Your task is to print every entry below exactly as given.

═══ Records supplied

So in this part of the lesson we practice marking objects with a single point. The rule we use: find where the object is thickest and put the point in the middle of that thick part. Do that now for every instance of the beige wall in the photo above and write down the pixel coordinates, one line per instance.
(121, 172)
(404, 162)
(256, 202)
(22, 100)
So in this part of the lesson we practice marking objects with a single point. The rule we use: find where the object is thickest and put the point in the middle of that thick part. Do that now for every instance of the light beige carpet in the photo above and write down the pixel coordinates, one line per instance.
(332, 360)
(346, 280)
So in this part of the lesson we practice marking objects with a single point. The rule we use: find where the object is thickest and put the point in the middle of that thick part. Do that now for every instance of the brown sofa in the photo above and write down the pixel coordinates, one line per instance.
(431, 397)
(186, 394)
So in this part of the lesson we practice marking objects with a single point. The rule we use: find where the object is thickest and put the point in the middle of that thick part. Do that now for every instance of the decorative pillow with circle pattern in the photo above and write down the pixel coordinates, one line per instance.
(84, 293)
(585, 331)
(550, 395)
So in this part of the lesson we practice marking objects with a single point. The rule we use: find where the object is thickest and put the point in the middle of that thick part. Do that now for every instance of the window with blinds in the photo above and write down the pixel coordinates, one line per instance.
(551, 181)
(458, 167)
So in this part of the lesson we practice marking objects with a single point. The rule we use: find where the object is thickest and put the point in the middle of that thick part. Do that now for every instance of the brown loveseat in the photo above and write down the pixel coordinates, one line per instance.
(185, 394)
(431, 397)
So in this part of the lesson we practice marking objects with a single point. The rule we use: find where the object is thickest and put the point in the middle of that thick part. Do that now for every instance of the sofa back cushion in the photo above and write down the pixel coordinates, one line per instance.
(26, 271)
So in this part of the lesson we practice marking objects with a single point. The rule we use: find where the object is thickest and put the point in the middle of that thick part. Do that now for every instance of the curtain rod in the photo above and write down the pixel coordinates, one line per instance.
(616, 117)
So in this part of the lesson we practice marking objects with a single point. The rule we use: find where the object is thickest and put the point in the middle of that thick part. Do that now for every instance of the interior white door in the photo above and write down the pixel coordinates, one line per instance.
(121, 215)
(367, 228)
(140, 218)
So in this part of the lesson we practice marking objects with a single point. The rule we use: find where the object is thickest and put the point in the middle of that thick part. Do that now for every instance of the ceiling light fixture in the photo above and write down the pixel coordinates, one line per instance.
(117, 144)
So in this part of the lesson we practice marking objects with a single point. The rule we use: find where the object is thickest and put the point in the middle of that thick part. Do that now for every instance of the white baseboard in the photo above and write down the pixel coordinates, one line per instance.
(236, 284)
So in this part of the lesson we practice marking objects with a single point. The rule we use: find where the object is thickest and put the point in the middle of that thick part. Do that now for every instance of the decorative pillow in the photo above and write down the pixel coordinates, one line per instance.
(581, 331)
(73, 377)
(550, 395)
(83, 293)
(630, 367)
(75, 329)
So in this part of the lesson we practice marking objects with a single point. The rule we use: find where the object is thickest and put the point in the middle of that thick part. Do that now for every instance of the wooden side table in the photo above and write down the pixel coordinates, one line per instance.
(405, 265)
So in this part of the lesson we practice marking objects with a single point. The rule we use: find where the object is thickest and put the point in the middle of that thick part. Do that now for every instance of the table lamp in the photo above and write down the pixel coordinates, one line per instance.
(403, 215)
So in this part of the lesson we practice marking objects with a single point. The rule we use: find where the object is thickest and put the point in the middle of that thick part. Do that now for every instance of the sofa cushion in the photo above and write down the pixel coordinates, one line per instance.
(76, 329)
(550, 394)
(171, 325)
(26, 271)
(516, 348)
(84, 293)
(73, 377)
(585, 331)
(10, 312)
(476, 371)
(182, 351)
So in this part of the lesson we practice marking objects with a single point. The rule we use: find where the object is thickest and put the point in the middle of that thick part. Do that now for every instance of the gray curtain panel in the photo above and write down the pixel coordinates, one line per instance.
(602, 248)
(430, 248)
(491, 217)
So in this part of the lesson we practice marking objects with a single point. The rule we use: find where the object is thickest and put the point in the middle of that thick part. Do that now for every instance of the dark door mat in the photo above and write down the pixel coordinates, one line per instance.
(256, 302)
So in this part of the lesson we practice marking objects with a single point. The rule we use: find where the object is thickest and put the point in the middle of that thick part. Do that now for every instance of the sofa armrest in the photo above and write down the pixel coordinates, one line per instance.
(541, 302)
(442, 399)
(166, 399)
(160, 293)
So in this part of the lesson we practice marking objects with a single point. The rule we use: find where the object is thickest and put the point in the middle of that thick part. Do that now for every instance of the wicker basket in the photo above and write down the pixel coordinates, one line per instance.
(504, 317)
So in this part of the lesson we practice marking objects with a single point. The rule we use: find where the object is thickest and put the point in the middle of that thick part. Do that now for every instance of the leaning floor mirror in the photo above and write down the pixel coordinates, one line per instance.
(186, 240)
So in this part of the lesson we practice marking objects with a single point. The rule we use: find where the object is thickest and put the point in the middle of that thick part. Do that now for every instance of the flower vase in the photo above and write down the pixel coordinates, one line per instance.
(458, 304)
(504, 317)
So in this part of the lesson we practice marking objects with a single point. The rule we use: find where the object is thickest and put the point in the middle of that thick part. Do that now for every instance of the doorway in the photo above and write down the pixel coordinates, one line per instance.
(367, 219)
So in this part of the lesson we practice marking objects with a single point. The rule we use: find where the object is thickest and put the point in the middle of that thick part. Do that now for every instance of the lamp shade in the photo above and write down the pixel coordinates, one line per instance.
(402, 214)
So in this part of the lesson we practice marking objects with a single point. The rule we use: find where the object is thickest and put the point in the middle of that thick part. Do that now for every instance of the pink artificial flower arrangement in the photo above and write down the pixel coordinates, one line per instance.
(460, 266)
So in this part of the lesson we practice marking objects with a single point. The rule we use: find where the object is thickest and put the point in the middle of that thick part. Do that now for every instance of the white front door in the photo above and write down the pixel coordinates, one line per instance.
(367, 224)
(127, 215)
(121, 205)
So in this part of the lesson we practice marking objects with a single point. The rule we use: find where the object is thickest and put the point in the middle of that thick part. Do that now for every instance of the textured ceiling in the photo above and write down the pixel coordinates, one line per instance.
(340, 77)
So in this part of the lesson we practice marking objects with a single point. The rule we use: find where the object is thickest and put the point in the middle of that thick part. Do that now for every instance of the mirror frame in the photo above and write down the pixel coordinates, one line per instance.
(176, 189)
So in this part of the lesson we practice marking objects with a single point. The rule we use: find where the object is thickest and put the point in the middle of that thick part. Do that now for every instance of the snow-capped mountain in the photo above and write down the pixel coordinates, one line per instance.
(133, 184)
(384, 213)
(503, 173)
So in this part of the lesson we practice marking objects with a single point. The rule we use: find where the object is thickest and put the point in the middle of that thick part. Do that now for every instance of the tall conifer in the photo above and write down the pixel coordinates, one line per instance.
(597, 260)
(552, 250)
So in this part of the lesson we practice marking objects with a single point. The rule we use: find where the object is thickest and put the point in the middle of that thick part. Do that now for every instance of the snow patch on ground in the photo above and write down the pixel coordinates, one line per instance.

══════

* **Solution to the exercise**
So in this part of the lesson we practice marking objects with a single point. The rule we use: find where the object is thickest and put the point in the middle of that thick part. Do that now for every instance of the beige wall in the photo above and write down the pixel coordinates, one line per instance.
(121, 172)
(404, 162)
(256, 202)
(22, 100)
So in this part of the lesson we practice marking objects with a single point. The rule we use: find where the object is thickest and put the point in the middle of that thick part. Do that now for every instance of the light beige carpet in the photo above and write down the pixel coordinates, one line per instance.
(332, 360)
(346, 280)
So in this part of the lesson we practice marking objects with a single point. The rule we use: find where the object is thickest and put the point in the middle of that thick part. Do that now for every instance of the brown sofa in the photo above and write down the pixel coordinates, one line per instance.
(431, 397)
(186, 394)
So in this part of the lesson we practice marking objects with a single point. The rule we use: find where the object is thickest and put the point in the middle of that thick part. Do that now for every instance of the decorative pillow with circle pattern in the photo above and write down the pixel coordinates, one line per instance.
(84, 293)
(585, 331)
(550, 395)
So in this part of the lesson we practice marking objects with a single point. The rule we use: find where the object is thickest and put the point in the middle of that thick part. Do that now for every instance of the window with blinds in the photo above and write down the pixel coordinates, one line per instance.
(551, 181)
(458, 167)
So in this part of the lesson we practice marking objects with a single point. The rule we use: find where the object is thickest and put the point in the middle of that thick part. Do that now for every instance of the brown loveseat in the photo above and write down the pixel coordinates, one line per instance.
(185, 394)
(431, 397)
So in this part of the lesson we practice marking objects with a single point. The rule we use: find where the object is thickest and put the point in the middle of that thick part. Do that now for every instance of the sofa back cushion in the photo above and write down the pixel coordinates, one line per instance.
(26, 271)
So in this part of the lesson we practice marking objects with a single point. The rule we use: find where the object is thickest and put the point in the middle of that thick part. Do that now for every instance of the curtain rod in the photo above and write down the pixel coordinates, one line per instance.
(616, 117)
So in this part of the lesson we practice marking objects with a single point. The rule we use: find where the object is thickest and put the point in the middle of that thick part. Do that now for every instance of the interior white door in the photo above and write down the pixel coordinates, one line per instance.
(121, 215)
(367, 228)
(140, 218)
So in this part of the lesson we practice marking objects with a single point. The rule we use: find where the object is thickest and put the point in the middle of that thick part. Do that now for every instance of the ceiling light fixture in the photo above and write down the pixel coordinates, one line per instance.
(117, 144)
So in this part of the lesson we practice marking objects with a single point. The rule we use: find where the object is thickest and put the point in the middle of that thick part. Do that now for every instance of the white baseboard in the photo above and write down the pixel coordinates, one line per instance.
(236, 284)
So in this part of the lesson we practice marking objects with a single point. The rule we use: find where the object is thickest and put the point in the middle of that thick part. Do that now for every instance of the decorative pillow in the photo above and write down the pixel coordinates, one line per instance.
(581, 331)
(73, 377)
(550, 395)
(83, 293)
(630, 367)
(75, 329)
So in this part of the lesson we practice marking objects with a single point. The rule we use: find where the object is thickest and put the point in the middle of that thick part. Do that now for every instance of the wooden side table in the photo above and write down the pixel coordinates, one line per instance.
(405, 265)
So in this part of the lesson we practice marking objects with a single point. The rule we use: find where the object is thickest and put the point in the middle of that thick part. Do that now for every instance of the table lamp in the photo above and write down the pixel coordinates, one line per instance.
(403, 215)
So in this part of the lesson we practice marking objects with a single point. The rule we use: find where the object is thickest and put the point in the middle of that thick part. Do that now for every instance of the sofa cushion in the photo above and write down the pixel coordinates, one line per instance.
(76, 329)
(550, 394)
(171, 325)
(26, 271)
(516, 348)
(84, 293)
(73, 377)
(585, 331)
(10, 312)
(476, 371)
(182, 351)
So in this part of the lesson we practice marking objects with a single point. The rule we use: find where the object is thickest and put the point in the middle of that thick part. Do that now for every instance of the gray curtain panel in the photo above and write down the pixel coordinates, one line per instance.
(602, 248)
(430, 248)
(491, 217)
So in this part of the lesson we practice marking objects with a single point. The rule we use: find where the object is thickest and put the point in the middle of that thick part. Do that now for every instance of the dark door mat in the photo above and write down the pixel coordinates, one line per instance.
(256, 302)
So in this part of the lesson we practice marking objects with a single point. The rule we use: find where the object is thickest and put the point in the middle of that thick part. Do that now for every instance of the sofa armrest in the photo above and write down the pixel coordinates, one line per instance.
(541, 302)
(442, 399)
(166, 399)
(160, 293)
So in this part of the lesson we practice marking objects with a single point. The rule we use: find where the object is thickest and put the point in the middle of that thick part. Do that now for every instance of the wicker basket in the photo above and write down the pixel coordinates, one line per instance.
(504, 317)
So in this part of the lesson we practice marking objects with a single point. The rule we use: find where the object is thickest and put the point in the middle of that thick part. Do that now for every instance of the leaning floor mirror in the photo above and write down the pixel coordinates, one line per instance.
(186, 240)
So in this part of the lesson we practice marking objects with a single point. The rule we use: find where the object is thickest and put the point in the middle of that thick part. Do that now for every instance of the flower vase in the photo above and write down the pixel coordinates, one line per instance.
(458, 304)
(504, 317)
So in this part of the lesson we practice marking objects with a single point. The rule we use: find where the object is thickest and put the point in the middle of that thick part. Do that now for every instance of the doorway in the photo above and write down the pixel coordinates, one line per instance.
(367, 219)
So in this part of the lesson we practice marking objects with a single point. The rule we use: find where the object is thickest and put the point in the middle of that thick part. Do that now for every instance of the lamp shade in the photo above and write down the pixel coordinates, one line per instance.
(402, 214)
So in this part of the lesson we practice marking objects with a single point. The rule we use: find where the object is thickest and put the point in the middle of that thick part. Do that now for every instance of the pink artificial flower arrangement in the photo above and write down the pixel coordinates, one line per instance.
(460, 266)
So in this part of the lesson we practice marking objects with a single point. The rule we use: find where the object is thickest and put the point in the middle of that thick part. Do that now for every instance of the white front door in the photo above and write down the pixel coordinates, one line per instance.
(367, 224)
(127, 215)
(121, 205)
So in this part of the lesson we practice marking objects with a single point. The rule we use: find where the object is thickest and put the point in the middle of that thick part. Do that now for every instance of the textured ceiling in the photo above and write down the pixel coordinates, one line per instance.
(340, 77)
So in this part of the lesson we practice marking objects with a single point. The rule we use: find where the object is thickest and put the point in the middle of that thick part. Do that now for every instance of the mirror frame in the photo above and write down the pixel coordinates, one line per instance.
(176, 189)
So in this part of the lesson we practice marking objects with a single point. The rule we use: find where the object is thickest and put the point in the middle of that thick part. Do that now for every instance of the snow-capped mountain in the photo above and write down the pixel coordinates, one line per instance.
(133, 184)
(384, 213)
(503, 173)
So in this part of the lesson we practice marking objects with a single point. The rule we use: find where the object is thickest and put the point in the middle of that thick part. Do that now for every instance of the tall conifer in the photo above and write down the pixel coordinates, one line per instance.
(597, 260)
(552, 250)
So in this part of the lesson we practice marking objects with a single point. The rule we use: find where the object is thickest and put the point in the middle of that thick part. Do that now for every instance of the snow patch on ground in the photo above and write down the pixel coordinates, one line per instance.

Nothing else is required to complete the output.